Render the material below as a JSON list of strings, covering only the lines from the line with "mask job: table top wood slat" to the line with "POLYGON ((245 310, 244", with both of those lines included. Use one string per line and omit any blank lines.

> **INPUT ROWS**:
┄┄┄┄┄┄

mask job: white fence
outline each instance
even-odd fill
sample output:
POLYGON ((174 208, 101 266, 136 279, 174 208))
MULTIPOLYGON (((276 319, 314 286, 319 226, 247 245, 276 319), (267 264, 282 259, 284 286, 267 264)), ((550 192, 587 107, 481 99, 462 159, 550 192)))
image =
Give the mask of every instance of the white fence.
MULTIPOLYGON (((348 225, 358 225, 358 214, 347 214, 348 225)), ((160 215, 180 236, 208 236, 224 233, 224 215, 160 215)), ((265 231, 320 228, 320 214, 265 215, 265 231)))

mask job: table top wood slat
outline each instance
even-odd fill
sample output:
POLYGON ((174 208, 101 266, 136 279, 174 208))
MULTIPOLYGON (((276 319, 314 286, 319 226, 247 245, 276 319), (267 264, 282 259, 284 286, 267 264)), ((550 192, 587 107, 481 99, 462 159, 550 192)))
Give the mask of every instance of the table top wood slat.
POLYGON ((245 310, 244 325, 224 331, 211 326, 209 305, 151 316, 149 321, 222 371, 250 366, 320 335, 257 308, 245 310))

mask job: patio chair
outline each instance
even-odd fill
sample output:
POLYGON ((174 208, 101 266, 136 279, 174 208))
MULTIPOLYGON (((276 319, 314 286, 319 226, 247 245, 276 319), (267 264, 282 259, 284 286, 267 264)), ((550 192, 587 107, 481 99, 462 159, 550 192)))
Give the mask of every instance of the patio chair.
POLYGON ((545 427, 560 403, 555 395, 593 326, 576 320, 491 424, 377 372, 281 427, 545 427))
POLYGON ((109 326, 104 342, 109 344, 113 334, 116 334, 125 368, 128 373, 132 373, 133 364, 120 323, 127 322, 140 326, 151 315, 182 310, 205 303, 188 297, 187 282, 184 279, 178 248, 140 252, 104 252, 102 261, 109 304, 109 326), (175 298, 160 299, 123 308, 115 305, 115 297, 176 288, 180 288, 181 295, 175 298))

┄┄┄┄┄┄

> **EXERCISE RESULT**:
[
  "mask job: table top wood slat",
  "outline each instance",
  "even-odd fill",
  "sample output:",
  "POLYGON ((174 208, 101 266, 136 279, 174 208))",
  "MULTIPOLYGON (((276 319, 314 286, 319 226, 247 245, 276 319), (267 264, 282 259, 284 286, 267 264)), ((550 192, 587 107, 481 99, 462 159, 550 192)))",
  "Give the mask of every instance of the table top wood slat.",
  "POLYGON ((245 310, 244 325, 224 331, 211 326, 209 305, 151 316, 149 321, 222 371, 250 366, 320 335, 257 308, 245 310))"
]